> CHALLENGE
Copy out the records below, swapping every "one point for each instance" for "a separate point for every instance" and leaving the rest untouched.

[START DATA TO USE]

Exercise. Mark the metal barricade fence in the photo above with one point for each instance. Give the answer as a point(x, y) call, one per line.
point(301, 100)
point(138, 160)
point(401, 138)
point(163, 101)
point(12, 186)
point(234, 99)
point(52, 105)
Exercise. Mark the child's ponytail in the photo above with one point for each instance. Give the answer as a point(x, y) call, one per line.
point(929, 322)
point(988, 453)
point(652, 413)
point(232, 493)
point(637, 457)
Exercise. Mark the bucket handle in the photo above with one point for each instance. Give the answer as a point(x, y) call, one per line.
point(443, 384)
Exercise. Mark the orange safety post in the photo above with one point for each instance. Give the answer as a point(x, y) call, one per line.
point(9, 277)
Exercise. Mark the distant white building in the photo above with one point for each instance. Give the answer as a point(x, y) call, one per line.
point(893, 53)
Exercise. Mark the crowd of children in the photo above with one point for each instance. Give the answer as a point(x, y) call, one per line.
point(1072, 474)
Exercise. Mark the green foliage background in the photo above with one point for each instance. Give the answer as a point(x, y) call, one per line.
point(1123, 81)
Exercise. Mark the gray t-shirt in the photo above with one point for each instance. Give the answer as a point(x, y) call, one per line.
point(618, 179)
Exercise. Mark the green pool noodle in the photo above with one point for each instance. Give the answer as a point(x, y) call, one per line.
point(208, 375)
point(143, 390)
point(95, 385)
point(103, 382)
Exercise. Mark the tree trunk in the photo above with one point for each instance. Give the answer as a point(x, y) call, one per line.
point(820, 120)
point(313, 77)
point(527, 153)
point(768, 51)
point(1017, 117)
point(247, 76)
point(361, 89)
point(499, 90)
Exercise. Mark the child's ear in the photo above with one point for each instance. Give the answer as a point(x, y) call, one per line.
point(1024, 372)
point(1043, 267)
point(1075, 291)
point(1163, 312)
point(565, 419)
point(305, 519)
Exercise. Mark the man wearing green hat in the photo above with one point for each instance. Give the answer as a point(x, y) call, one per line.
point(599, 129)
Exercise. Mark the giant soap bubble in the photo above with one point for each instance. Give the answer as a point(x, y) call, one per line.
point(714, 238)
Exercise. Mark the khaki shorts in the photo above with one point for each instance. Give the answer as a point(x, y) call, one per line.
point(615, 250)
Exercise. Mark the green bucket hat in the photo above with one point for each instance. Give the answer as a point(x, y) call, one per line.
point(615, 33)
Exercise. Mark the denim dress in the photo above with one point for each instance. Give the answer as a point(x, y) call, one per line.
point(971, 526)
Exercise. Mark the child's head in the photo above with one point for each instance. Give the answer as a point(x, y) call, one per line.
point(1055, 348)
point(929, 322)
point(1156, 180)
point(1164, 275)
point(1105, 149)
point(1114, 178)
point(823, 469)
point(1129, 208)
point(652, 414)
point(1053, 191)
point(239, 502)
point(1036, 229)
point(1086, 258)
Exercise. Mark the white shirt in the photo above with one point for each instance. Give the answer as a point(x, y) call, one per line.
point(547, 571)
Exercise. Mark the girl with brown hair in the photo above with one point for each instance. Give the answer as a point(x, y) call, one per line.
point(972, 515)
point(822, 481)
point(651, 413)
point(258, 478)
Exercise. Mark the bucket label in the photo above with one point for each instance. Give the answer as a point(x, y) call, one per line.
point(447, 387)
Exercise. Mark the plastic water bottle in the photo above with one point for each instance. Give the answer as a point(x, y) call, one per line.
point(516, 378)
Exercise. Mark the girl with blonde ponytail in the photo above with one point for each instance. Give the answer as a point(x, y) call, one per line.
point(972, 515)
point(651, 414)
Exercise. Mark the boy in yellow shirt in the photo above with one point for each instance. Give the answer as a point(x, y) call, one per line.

[END DATA TO USE]

> WRITTEN SOLUTION
Exercise. Mark the metal barricade fence in the photo above with a separate point for every instance. Give the answer as a point(x, y) call, one per line.
point(301, 100)
point(138, 160)
point(401, 138)
point(163, 101)
point(12, 186)
point(234, 99)
point(52, 105)
Exercise. Mark the child's ponytail in the photo above with a separate point for every instance. Give the answer as a point(x, y) call, one per line.
point(929, 322)
point(988, 453)
point(652, 413)
point(232, 493)
point(637, 457)
Exercise. Mark the bucket handle in the photo above with a separate point for every instance. Give the answer as a point(x, y) call, one per line.
point(443, 384)
Exercise. Mark the orange safety post in the photo above with a separate point for every instance. Give the answer as a point(x, y) call, one per line.
point(9, 277)
Exercise. Mark the distant white building in the photo above with a separate point for every instance. Give the answer as a point(x, y) call, one per line.
point(893, 53)
Exercise. Mark the crowd of children in the photo above with a separate point for every instance. Give the answer as a point(x, y) call, one per line.
point(1072, 474)
Exercise. Mark the green foliage background in the photo above with a separate point for every instance. Give the answer as a point(x, y) call, one per line.
point(1123, 81)
Exercise. Mark the gray t-shirt in the photo above with a separate point for every instance. Give the answer as a point(x, y) call, one per line.
point(618, 179)
Exercise. Mark the green pool noodle in the photo above with a separate point for every instance. Give the answer as a point(x, y) call, one per line.
point(208, 375)
point(143, 390)
point(95, 385)
point(103, 382)
Exercise. Mark the tree trunk in the photo above with a separate point for every instance. Give the answer as a point(x, y) call, one per line.
point(820, 120)
point(313, 77)
point(527, 153)
point(768, 51)
point(1017, 117)
point(247, 76)
point(361, 89)
point(499, 90)
Exercise. Mark the child's ear in the photo above with a separate point for every instance. Give the answer as a point(x, y) call, one per line.
point(1024, 372)
point(1043, 267)
point(1075, 291)
point(1163, 312)
point(565, 419)
point(305, 519)
Exercise. Mark the man wearing green hat in the photo above with a separate point for every instance. Give the answer as a point(x, y) call, one per line.
point(599, 129)
Exercise. Mark the giant soap bubble in the photo above with a separate point for every instance. Give the answer as a point(x, y) call, one per line.
point(714, 238)
Exercise. Mark the khaki shorts in the photo above with a separate point for every instance. Give the answer as a point(x, y) call, one per line.
point(615, 250)
Exercise. Mark the green bucket hat in the photo above with a separate point for every instance. Give the answer as a point(x, y) call, one per line.
point(615, 33)
Exercise. Mark the denim dress in the photo above with a separate point for every instance. Give the answer as a point(x, y) call, one per line.
point(971, 526)
Exercise. Mark the child's head in the photo above with a separate point for every instance. Give the answer as a point(x, y) call, one per line.
point(1055, 348)
point(929, 322)
point(1156, 180)
point(1164, 275)
point(1105, 149)
point(1114, 178)
point(823, 469)
point(1129, 208)
point(652, 414)
point(1053, 191)
point(239, 502)
point(1036, 229)
point(1086, 258)
Exercise. Mark the white shirt in the photo above with a separate point for every instance. Give the answer as a point(x, y) call, one per line.
point(547, 571)
Exercise. Mark the girl with brown hair in the photo above with a separate point for every instance. Give the answer as a point(x, y) call, one per line.
point(972, 515)
point(822, 481)
point(651, 413)
point(258, 478)
Exercise. Mark the bucket label in the photo above with a separate point for every instance. Give the answer as a point(x, y) call, one per line.
point(447, 387)
Exercise. Mark the plastic water bottle in the photo above with a separate point for every instance. Give the answer as a point(x, y) call, one per line.
point(516, 378)
Exercise. Mark the girl with blonde ponytail in the photo above with a separate point for every instance. Give the answer as a point(x, y) call, one per line.
point(972, 515)
point(651, 414)
Exercise. Mark the boy in yellow shirt in the photo above with a separate point for every instance. Give the answer as a point(x, y) call, one per line.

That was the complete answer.